-- Given problem --
Print everything in the CREATE EXTERNAL TABLE reference from "[CREDENTIALS = (<awsCredentials>)]" down to "TYPE = (<type>)", word for word.

-- Selected excerpt --
◇ ◇ ◇ ◇ ◇

CREATE EXTERNAL TABLE
Creates an external table. External tables serve as connectors to your external data sources. External tables contain no data within Firebolt other than metadata virtual columns that are automatically populated with metadata. For more information, see Working with external tables. Data that you ingest must be in an Amazon S3 bucket in the same AWS Region as the Firebolt database.
Syntax
CREATE EXTERNAL TABLE [IF NOT EXISTS] <table>
(
<column_name> <column_type>[ PARTITION('<regex>')]
[, <column_name2> <column_type2> [PARTITION('<regex>')]]
[,...<column_name2> <column_type2> [PARTITION('<regex>')]]
)
[CREDENTIALS = (<awsCredentials>)]
URL = 's3://<bucket_name>[/<folder>][/...]/'
OBJECT_PATTERN = '<object_pattern>'[, '<object_pattern>'[, ...n]]
TYPE = (<type>)
[ <type option> ]
[COMPRESSION = <compression_type>]
Parameters
Parameter | Description |
---|---|
<table> | An identifier that specifies the name of the external table. This name should be unique within the database. For identifier usage and syntax, see Object identifiers. |
<column_name> | An identifier that specifies the name of the column. This name should be unique within the table. Note: If column names are using mixed case, wrap your column name definitions in double quotes ( " ); otherwise they will be translated to lower case and will not match the mixed case Parquet schema. |
<column_type> | Specifies the data type for the column. |
PARTITION | An optional keyword. When specified, allows you to use a regular expression <regex> to extract a value from the file prefix to be stored as the column value. For more information, see PARTITION. |
CREDENTIALS | Specifies the AWS credentials with permission to access the S3 location specified using URL . For more information, see CREDENTIALS. |
URL and OBJECT_PATTERN | Specifies the S3 location and the file naming pattern that Firebolt ingests when using this table. For more information, see URL & OBJECT_PATTERN. |
TYPE | Specifies the file type Firebolt expects to ingest given the OBJECT_PATTERN . If a file referenced using OBJECT_PATTERN does not conform to the specified TYPE , an error occurs. For more information, see TYPE. |
<type option> | Allows configuration for ingesting different CSV file formats. Type option can be set at this top level, or as an option in the TYPE parameter. |
COMPRESSION | See COMPRESSION. |
PARTITION
In some applications, such as Hive partitioning, files use a folder naming convention to identify which partition their data belongs to. The PARTITION
keyword allows you to specify a regular expression, <regex>
, to extract a portion of the file path and store it in the specified column when Firebolt uses the external table to ingest partitioned data.

◇ ◇ ◇ ◇ ◇

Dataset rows

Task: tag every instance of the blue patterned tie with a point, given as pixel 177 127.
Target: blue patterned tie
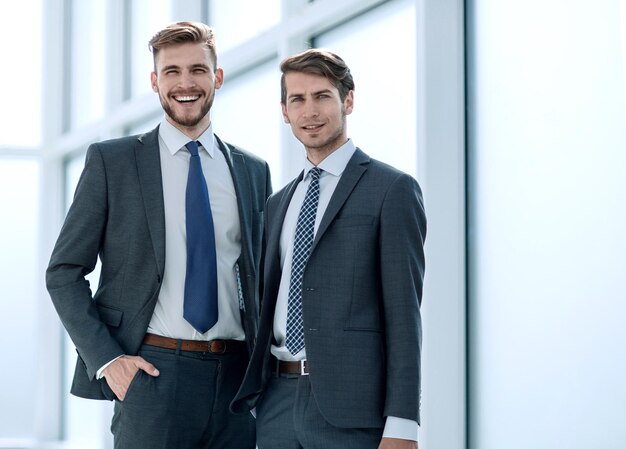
pixel 200 308
pixel 301 248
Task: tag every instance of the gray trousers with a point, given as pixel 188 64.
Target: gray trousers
pixel 288 418
pixel 186 406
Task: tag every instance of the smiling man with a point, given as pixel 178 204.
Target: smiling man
pixel 175 216
pixel 337 359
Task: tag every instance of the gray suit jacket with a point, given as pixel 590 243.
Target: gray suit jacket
pixel 118 215
pixel 362 290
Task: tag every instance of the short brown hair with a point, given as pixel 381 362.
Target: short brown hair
pixel 184 32
pixel 318 62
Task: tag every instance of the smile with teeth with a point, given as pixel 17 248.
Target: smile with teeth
pixel 187 98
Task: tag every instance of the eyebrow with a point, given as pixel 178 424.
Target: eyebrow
pixel 323 91
pixel 194 66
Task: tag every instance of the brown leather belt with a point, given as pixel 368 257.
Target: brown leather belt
pixel 301 367
pixel 212 346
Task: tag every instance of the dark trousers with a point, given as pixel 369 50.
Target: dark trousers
pixel 186 406
pixel 288 418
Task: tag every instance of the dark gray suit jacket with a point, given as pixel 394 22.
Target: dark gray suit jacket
pixel 118 215
pixel 362 290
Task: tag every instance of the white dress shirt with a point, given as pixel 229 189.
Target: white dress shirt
pixel 333 167
pixel 167 319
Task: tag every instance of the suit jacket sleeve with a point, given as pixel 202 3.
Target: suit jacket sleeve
pixel 74 256
pixel 403 231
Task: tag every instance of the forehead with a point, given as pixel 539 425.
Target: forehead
pixel 302 83
pixel 183 55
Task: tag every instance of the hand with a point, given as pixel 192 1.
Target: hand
pixel 121 372
pixel 396 443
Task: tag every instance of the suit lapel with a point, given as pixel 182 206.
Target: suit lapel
pixel 149 171
pixel 276 226
pixel 349 179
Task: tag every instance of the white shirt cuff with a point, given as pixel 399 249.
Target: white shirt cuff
pixel 99 372
pixel 401 428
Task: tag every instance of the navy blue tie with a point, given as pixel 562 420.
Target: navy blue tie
pixel 200 308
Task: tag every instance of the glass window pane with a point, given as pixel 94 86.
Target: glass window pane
pixel 383 123
pixel 232 27
pixel 20 281
pixel 148 16
pixel 21 49
pixel 246 113
pixel 87 87
pixel 547 250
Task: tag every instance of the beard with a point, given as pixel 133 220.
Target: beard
pixel 187 120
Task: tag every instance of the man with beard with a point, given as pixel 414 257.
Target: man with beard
pixel 337 359
pixel 175 216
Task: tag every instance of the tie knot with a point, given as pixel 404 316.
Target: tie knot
pixel 193 147
pixel 315 173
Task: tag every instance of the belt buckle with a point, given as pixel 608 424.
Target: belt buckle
pixel 217 346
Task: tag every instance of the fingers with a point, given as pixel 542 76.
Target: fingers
pixel 120 373
pixel 146 366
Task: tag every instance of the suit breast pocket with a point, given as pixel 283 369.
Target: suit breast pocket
pixel 354 221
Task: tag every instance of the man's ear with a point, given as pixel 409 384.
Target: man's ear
pixel 284 110
pixel 219 78
pixel 348 103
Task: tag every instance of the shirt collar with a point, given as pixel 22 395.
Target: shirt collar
pixel 336 162
pixel 175 140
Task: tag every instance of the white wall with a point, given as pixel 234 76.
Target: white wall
pixel 547 152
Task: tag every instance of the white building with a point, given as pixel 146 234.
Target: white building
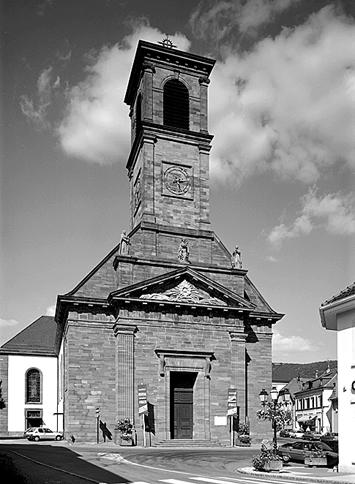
pixel 338 314
pixel 29 376
pixel 315 407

◇ ◇ ◇ ◇ ◇

-- Written response --
[CREDENTIALS = (<awsCredentials>)]
URL = 's3://<bucket_name>[/<folder>][/...]/'
OBJECT_PATTERN = '<object_pattern>'[, '<object_pattern>'[, ...n]]
TYPE = (<type>)